Set exercise. Duplicate the lines in the records below, from the line with "of the aerial" up to and including the line with "[(317, 230), (367, 347)]".

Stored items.
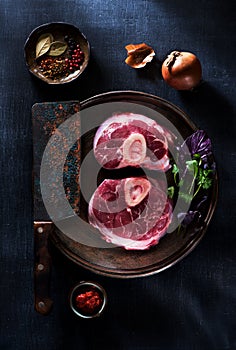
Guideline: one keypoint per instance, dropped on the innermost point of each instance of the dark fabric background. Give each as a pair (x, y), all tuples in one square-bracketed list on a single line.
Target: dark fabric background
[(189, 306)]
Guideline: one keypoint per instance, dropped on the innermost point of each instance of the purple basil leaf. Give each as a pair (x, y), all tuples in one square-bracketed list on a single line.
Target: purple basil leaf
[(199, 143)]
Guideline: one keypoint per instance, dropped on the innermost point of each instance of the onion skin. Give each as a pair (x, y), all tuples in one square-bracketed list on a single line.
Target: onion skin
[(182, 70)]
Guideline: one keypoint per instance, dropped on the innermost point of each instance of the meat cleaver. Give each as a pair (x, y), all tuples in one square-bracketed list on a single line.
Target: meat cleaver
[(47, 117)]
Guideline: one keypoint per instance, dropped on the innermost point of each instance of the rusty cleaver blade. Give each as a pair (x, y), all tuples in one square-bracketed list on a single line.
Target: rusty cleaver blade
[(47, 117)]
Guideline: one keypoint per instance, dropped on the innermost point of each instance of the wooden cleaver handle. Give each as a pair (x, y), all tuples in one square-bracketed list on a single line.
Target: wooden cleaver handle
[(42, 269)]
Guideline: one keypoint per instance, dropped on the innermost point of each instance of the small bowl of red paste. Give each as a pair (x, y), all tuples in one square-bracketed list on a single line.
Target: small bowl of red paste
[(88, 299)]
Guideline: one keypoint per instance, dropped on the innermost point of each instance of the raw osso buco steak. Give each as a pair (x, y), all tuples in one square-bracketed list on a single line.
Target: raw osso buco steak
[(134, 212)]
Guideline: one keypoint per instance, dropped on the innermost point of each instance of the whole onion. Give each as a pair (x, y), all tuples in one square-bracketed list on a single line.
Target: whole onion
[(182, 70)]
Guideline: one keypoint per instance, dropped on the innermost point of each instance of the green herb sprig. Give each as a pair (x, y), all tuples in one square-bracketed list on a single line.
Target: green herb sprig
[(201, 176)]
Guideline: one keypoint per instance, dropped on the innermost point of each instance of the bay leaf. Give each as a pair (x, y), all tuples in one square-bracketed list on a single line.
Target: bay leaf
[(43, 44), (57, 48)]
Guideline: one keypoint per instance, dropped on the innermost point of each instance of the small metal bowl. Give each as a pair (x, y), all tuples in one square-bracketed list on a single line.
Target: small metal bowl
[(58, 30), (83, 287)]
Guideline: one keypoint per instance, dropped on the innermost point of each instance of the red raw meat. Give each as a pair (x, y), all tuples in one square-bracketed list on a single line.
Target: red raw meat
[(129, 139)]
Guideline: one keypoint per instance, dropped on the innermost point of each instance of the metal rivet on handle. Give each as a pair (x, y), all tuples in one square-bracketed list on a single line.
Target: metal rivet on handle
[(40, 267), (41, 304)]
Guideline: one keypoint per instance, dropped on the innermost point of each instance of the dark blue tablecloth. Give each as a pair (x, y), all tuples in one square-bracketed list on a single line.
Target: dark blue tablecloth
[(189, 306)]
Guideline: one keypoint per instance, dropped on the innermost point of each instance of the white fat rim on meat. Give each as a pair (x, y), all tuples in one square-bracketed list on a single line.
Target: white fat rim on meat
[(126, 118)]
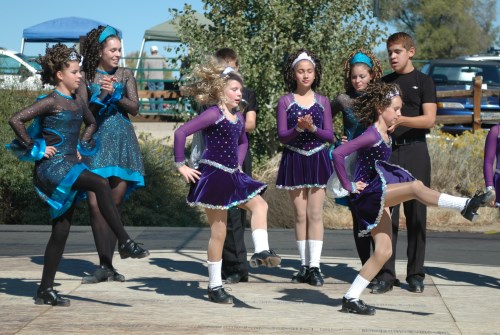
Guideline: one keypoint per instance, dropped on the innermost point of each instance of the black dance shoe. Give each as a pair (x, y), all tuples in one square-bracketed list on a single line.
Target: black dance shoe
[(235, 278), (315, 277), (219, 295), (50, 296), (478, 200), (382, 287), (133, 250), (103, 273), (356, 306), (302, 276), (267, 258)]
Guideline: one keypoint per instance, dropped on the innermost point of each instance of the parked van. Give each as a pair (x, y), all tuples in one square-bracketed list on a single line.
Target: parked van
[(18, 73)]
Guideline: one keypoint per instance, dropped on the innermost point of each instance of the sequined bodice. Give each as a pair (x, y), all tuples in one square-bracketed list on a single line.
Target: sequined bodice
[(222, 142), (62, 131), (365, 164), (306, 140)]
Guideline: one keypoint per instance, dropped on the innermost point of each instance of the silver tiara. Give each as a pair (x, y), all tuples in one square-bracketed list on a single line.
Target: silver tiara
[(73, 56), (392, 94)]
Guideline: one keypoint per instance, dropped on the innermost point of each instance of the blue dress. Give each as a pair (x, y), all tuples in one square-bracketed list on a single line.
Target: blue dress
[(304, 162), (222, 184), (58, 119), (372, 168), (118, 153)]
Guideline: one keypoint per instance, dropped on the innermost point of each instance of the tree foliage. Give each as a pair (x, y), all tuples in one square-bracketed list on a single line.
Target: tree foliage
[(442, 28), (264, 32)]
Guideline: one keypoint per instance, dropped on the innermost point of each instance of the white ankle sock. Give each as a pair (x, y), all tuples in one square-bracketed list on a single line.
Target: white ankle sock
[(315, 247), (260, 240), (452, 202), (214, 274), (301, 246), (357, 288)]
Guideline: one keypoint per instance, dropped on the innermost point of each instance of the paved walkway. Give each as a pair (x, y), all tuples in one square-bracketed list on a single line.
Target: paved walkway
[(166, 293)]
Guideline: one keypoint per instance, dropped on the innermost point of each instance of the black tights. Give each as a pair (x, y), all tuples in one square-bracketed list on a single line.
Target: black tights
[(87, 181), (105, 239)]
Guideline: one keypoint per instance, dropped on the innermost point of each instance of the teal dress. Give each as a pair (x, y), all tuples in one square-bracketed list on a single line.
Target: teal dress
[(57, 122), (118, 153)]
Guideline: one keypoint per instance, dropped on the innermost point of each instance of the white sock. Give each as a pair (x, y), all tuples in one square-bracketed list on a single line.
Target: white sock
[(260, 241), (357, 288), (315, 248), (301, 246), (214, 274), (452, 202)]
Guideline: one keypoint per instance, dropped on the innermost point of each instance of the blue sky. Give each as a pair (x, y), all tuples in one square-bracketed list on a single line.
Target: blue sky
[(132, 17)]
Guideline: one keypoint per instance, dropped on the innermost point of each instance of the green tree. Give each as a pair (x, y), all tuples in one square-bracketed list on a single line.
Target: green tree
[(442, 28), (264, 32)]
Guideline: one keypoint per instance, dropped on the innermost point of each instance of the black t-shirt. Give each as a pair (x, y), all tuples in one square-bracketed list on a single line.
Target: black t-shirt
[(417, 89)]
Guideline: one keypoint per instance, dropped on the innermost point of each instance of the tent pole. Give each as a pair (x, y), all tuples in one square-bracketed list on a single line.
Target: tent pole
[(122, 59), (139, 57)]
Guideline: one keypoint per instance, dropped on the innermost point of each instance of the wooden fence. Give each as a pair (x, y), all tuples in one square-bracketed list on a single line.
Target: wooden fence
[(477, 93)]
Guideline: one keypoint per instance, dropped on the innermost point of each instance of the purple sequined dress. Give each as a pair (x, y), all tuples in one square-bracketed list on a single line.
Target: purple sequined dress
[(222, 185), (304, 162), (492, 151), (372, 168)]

...

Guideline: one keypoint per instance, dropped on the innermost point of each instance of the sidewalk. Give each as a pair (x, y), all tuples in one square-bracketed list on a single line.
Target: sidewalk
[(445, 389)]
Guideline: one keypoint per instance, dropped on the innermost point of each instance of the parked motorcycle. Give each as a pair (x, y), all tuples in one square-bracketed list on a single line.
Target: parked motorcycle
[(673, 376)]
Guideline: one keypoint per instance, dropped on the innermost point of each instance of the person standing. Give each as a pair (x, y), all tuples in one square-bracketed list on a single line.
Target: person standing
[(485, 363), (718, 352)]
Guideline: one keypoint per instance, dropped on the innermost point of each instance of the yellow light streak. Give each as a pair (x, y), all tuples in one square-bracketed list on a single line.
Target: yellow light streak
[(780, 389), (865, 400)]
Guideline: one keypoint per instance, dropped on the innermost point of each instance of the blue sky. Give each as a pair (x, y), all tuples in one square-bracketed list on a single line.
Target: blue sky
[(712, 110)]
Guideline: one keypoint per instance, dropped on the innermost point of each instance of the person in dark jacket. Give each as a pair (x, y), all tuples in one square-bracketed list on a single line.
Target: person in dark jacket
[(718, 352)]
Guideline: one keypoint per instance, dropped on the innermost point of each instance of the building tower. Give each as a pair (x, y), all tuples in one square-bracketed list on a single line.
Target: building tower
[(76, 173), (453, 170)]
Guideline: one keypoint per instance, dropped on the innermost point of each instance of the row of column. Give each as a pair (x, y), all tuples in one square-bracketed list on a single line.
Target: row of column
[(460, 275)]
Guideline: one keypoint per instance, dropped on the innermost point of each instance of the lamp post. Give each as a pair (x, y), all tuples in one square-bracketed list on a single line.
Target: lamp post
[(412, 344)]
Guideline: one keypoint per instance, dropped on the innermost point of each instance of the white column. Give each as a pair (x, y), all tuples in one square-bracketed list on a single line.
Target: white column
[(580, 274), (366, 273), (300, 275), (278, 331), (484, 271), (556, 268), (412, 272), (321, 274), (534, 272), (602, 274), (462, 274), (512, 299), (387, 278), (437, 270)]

...

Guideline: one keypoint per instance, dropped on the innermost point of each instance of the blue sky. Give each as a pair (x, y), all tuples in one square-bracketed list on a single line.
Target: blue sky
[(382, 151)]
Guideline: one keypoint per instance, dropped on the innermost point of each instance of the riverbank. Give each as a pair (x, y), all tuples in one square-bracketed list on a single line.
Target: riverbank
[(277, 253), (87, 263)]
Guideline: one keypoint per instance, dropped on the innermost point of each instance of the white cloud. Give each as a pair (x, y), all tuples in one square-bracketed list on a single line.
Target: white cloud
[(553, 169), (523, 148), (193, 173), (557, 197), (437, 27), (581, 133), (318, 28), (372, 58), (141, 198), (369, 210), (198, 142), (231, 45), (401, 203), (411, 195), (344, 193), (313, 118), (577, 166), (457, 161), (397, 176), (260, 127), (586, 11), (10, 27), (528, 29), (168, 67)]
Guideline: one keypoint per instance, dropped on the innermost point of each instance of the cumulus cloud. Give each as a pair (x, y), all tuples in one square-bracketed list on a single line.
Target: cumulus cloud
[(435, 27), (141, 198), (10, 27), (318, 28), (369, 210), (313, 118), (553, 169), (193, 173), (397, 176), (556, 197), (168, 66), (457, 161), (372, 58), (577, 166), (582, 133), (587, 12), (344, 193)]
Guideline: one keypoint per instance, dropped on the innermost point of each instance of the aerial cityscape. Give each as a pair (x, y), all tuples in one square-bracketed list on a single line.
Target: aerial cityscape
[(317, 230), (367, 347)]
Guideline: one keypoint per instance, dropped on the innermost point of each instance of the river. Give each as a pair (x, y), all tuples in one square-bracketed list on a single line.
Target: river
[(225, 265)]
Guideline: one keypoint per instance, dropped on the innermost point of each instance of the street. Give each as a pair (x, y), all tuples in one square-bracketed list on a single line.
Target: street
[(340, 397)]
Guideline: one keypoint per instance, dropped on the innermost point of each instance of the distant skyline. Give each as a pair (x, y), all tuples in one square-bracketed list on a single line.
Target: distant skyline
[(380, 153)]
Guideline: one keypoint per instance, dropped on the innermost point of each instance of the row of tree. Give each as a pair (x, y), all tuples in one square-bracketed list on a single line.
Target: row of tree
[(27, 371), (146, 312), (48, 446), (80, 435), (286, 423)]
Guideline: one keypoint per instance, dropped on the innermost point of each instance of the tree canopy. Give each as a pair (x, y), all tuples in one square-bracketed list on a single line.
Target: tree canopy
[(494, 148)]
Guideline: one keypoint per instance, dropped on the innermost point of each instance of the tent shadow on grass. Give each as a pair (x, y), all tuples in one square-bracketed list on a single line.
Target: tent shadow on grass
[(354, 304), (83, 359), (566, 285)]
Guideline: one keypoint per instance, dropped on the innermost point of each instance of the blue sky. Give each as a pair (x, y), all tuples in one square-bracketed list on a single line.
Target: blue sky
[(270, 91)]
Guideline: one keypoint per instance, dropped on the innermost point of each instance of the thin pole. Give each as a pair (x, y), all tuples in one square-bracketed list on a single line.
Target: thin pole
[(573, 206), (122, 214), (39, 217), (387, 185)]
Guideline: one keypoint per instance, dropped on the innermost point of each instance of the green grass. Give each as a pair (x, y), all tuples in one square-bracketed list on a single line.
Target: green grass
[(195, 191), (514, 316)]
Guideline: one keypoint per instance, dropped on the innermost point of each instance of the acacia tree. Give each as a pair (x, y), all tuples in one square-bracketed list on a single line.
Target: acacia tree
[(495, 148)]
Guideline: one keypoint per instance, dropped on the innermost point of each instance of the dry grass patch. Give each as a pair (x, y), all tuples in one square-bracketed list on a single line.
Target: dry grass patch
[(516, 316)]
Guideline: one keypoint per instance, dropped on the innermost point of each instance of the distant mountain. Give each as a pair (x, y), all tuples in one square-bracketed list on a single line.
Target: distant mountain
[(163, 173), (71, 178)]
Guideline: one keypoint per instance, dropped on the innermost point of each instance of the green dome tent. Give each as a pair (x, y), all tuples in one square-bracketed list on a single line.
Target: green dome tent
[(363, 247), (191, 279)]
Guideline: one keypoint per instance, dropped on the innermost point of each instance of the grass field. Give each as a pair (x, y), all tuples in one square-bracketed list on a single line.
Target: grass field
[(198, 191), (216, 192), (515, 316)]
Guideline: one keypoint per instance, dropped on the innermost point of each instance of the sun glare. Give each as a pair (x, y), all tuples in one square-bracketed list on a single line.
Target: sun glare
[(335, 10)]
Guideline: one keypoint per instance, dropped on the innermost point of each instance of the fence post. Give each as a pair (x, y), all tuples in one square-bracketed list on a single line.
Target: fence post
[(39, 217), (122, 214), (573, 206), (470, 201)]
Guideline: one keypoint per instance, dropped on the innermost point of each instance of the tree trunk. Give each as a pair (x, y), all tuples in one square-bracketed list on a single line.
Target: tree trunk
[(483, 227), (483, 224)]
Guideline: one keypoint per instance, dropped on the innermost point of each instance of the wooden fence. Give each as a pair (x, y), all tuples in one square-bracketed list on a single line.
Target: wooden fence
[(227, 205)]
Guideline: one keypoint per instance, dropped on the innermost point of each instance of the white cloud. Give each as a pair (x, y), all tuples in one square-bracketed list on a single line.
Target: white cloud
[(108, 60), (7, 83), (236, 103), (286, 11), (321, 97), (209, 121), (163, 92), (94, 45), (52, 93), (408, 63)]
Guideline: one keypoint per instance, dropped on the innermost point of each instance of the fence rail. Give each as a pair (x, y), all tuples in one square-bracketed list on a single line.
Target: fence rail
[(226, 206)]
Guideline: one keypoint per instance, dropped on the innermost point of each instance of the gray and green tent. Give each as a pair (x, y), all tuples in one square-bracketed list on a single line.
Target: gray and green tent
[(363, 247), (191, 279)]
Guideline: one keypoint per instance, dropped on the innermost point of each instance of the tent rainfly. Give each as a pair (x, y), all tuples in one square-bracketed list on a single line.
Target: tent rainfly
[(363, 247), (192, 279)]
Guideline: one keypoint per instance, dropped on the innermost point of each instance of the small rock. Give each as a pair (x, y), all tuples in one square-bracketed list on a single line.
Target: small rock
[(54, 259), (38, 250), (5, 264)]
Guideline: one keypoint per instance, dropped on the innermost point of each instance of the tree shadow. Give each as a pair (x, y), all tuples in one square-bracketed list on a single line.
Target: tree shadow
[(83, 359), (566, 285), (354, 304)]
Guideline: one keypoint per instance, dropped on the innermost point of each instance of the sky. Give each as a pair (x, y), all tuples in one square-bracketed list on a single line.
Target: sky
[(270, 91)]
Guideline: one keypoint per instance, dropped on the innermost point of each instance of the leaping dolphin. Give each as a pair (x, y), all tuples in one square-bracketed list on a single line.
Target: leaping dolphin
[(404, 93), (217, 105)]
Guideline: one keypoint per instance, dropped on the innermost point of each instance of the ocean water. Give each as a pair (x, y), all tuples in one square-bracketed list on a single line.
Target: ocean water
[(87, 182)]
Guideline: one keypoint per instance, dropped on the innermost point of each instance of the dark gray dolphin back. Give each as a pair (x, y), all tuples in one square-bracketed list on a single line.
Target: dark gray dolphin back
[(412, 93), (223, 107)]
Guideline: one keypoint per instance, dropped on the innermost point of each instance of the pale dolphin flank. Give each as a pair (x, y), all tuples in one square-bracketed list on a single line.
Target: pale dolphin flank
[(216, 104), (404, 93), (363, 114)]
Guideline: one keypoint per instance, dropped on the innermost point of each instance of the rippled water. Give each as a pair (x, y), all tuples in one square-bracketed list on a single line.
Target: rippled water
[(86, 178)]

Final result.
Guideline: one keypoint per instance, dropped on the innermost point of each instance of the aerial cityscape. Give each as a pair (x, y), all tuples in one square-bracketed list on a single line.
Target: aerial cityscape
[(317, 230), (367, 347)]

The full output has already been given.